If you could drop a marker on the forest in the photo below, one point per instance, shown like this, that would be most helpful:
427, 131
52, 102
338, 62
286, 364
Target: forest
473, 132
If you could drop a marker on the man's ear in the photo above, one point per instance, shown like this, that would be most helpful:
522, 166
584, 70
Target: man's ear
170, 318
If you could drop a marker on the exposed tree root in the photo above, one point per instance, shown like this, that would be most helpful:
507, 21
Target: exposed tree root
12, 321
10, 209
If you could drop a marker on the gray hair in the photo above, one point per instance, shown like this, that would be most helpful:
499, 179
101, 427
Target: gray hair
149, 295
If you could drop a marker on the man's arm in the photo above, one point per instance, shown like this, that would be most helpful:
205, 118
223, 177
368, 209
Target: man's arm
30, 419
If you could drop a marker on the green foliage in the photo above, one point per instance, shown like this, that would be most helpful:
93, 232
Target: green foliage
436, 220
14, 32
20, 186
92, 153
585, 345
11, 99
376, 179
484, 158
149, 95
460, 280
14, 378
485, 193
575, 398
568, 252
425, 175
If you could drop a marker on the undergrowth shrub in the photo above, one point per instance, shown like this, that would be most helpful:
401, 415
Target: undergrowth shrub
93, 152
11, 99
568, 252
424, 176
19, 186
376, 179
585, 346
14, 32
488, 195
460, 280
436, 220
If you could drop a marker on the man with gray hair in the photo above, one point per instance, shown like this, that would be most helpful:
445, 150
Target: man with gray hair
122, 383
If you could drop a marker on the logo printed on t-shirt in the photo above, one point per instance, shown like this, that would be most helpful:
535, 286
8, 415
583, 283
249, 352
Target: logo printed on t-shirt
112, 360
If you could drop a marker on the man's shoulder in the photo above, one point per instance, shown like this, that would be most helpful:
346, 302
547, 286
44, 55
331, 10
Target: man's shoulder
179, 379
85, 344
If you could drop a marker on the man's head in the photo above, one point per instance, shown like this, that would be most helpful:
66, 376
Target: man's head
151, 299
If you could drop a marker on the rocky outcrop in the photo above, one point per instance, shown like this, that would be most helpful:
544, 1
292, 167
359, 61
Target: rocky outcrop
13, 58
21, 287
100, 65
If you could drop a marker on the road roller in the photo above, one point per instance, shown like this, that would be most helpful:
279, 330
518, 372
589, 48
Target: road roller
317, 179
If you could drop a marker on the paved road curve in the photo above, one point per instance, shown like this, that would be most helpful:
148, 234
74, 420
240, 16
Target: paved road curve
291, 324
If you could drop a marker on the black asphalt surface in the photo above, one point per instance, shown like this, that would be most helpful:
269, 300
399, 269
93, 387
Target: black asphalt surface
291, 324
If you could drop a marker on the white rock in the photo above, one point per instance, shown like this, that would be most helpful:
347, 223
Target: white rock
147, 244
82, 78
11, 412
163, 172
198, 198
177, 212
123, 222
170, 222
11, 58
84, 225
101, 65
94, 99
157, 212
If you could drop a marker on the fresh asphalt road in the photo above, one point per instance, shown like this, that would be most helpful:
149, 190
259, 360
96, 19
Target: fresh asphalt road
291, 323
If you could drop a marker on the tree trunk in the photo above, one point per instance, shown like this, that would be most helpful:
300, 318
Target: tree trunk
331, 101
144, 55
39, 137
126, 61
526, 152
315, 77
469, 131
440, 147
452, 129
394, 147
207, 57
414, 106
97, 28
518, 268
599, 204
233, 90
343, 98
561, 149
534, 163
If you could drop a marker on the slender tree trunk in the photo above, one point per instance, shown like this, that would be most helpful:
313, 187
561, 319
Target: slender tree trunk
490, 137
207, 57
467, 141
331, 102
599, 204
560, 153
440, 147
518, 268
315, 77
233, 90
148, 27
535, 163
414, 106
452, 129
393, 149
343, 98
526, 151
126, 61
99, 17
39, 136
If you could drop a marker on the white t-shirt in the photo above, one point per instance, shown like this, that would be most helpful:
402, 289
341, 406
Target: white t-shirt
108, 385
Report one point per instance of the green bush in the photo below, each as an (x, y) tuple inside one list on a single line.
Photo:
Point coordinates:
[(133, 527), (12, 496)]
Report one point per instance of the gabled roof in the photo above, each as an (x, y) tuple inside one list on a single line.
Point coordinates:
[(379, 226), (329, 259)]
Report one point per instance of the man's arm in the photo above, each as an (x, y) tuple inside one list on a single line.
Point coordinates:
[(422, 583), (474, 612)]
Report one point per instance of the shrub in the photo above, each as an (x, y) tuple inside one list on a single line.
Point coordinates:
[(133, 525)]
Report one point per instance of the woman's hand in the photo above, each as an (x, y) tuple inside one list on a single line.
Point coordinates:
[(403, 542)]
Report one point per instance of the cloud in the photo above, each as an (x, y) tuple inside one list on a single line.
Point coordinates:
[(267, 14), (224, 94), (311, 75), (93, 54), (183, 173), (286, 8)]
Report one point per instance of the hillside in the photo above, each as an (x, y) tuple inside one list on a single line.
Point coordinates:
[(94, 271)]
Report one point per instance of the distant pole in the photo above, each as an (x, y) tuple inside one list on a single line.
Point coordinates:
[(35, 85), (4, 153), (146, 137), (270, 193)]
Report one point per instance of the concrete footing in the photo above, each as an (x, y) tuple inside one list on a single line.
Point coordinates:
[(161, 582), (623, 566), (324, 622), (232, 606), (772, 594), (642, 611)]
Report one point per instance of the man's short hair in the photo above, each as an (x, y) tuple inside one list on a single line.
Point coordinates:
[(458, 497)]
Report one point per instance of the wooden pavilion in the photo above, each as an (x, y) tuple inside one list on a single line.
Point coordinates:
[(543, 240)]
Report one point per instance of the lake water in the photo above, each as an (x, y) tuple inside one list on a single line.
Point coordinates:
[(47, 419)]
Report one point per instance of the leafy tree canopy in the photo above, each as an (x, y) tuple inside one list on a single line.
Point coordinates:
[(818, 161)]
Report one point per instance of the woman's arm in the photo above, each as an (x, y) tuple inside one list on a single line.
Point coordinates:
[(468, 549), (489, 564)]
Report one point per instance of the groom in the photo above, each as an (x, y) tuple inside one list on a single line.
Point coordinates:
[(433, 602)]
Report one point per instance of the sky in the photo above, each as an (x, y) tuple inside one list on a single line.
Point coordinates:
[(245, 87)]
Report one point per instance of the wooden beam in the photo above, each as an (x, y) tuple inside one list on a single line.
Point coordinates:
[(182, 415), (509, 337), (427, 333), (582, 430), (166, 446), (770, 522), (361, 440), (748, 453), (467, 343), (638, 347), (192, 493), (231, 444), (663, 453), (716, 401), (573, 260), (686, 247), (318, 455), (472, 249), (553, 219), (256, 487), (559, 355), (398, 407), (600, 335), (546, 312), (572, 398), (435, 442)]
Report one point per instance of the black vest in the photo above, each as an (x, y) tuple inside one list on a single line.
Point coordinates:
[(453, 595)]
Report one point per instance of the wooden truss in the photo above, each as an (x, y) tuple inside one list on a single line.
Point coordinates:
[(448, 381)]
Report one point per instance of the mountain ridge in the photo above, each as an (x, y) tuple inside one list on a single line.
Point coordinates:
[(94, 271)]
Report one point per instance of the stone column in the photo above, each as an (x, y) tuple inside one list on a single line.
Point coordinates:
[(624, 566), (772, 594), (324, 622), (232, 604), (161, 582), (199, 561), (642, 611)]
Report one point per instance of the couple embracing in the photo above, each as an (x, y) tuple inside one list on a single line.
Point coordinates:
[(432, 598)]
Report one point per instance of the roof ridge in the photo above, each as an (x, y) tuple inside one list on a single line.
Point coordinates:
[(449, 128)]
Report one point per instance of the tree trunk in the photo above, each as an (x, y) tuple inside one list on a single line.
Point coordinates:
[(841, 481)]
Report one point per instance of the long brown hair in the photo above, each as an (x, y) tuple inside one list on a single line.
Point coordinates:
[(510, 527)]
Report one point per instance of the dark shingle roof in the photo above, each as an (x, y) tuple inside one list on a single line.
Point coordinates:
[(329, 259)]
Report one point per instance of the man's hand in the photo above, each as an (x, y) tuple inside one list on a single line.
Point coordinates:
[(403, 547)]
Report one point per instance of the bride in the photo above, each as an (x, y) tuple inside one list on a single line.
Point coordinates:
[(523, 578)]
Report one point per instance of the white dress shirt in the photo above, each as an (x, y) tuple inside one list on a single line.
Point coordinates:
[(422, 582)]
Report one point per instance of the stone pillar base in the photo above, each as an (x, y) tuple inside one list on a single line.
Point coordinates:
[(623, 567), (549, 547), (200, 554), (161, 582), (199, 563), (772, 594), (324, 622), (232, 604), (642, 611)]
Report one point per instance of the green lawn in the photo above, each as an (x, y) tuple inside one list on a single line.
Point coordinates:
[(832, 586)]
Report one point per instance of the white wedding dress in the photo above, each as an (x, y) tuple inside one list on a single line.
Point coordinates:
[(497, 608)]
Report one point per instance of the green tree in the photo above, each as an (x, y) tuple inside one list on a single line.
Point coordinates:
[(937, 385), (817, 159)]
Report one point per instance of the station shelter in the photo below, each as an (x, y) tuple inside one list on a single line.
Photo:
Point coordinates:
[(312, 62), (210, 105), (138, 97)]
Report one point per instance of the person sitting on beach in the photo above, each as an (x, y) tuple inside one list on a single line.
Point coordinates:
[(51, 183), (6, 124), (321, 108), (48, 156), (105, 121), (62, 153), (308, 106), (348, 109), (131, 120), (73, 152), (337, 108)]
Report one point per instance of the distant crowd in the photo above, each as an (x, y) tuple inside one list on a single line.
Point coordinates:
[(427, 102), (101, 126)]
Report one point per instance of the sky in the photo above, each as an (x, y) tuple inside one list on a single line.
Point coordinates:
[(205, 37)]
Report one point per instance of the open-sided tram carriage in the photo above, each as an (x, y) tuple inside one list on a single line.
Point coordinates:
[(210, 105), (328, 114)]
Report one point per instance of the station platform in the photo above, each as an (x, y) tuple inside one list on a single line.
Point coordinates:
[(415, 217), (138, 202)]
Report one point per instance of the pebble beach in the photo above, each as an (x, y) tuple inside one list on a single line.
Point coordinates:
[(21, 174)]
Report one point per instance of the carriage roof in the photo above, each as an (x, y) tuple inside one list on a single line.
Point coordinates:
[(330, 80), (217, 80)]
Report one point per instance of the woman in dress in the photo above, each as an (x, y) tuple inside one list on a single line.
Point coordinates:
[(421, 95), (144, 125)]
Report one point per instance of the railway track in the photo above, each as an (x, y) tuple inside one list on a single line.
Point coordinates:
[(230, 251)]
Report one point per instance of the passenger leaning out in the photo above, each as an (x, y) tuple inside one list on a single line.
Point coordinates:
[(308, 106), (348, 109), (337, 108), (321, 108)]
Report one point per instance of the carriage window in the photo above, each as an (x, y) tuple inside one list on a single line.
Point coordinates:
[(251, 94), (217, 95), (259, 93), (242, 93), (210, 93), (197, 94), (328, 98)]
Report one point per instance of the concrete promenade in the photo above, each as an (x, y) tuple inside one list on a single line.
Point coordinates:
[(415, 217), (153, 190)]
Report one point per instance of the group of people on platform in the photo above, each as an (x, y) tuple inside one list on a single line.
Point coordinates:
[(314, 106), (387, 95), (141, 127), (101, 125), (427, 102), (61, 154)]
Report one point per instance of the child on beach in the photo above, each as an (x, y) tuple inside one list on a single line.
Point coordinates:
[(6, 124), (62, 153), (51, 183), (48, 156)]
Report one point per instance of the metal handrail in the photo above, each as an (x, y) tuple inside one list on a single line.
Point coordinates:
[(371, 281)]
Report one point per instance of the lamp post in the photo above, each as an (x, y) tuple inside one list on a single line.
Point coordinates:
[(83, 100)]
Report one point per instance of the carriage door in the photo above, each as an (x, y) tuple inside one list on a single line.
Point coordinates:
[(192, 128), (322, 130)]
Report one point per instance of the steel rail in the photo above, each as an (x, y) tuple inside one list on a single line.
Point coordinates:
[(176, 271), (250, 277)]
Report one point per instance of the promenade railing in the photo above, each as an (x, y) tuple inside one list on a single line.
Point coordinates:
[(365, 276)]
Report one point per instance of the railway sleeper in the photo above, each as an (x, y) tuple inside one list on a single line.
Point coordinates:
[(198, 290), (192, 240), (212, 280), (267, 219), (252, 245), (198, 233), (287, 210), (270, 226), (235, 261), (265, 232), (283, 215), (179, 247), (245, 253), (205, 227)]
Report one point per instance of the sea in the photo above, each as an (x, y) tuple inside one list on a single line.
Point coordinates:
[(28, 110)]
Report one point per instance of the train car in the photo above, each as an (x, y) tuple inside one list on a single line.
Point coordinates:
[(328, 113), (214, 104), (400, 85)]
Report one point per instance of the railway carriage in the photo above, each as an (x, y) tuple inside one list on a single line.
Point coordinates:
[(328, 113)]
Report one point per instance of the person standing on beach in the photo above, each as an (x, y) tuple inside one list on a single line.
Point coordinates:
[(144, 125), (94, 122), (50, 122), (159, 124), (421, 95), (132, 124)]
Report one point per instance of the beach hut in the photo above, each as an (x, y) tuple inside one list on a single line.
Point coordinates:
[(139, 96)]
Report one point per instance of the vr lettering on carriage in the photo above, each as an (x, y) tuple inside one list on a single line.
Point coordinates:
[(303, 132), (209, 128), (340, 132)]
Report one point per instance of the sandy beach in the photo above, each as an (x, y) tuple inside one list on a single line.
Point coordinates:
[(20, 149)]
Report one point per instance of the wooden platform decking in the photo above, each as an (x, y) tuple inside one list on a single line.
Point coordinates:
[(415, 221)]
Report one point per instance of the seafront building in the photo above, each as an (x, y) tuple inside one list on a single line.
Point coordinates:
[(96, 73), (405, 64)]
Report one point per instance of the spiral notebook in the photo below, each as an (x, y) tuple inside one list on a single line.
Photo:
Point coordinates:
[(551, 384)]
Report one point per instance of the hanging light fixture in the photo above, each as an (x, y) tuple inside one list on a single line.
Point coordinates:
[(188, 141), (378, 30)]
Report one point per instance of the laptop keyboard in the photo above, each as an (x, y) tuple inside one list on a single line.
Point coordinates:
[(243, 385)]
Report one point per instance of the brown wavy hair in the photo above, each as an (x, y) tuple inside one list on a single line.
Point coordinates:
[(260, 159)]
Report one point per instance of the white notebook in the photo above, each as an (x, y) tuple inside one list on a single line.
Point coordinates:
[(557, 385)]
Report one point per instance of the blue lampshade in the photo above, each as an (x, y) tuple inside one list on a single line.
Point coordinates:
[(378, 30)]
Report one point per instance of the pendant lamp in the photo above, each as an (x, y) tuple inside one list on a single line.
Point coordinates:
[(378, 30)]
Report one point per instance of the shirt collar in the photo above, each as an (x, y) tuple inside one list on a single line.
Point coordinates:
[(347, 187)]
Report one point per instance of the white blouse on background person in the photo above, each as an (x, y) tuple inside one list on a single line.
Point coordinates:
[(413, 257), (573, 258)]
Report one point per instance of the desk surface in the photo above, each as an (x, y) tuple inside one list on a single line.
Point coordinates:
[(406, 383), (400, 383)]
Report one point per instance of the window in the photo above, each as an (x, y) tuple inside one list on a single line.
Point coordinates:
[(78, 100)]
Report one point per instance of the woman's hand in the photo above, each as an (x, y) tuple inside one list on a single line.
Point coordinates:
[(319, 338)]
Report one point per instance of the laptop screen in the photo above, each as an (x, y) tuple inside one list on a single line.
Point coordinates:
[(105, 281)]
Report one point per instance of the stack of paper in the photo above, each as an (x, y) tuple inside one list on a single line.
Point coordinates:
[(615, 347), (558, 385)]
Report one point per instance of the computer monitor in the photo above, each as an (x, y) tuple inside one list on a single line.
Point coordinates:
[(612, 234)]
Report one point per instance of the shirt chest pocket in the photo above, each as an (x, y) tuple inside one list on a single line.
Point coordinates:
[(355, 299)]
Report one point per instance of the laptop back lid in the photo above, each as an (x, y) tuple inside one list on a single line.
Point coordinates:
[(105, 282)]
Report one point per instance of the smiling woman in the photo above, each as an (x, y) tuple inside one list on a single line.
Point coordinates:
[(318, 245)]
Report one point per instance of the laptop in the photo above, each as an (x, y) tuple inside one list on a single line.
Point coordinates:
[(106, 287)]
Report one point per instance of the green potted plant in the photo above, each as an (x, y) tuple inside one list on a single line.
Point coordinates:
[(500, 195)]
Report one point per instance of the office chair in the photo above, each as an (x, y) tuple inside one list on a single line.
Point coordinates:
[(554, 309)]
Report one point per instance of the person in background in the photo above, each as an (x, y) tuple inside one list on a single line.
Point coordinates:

Problem details. List all lines from the entries that include the word "promenade".

Output of the exercise.
Report one point per instance of the concrete promenade in the photo above, each as an (x, y) tuple inside one list on a single line.
Report one point per instance of the promenade railing in the photo above, each as an (x, y) tuple inside one list on a single line.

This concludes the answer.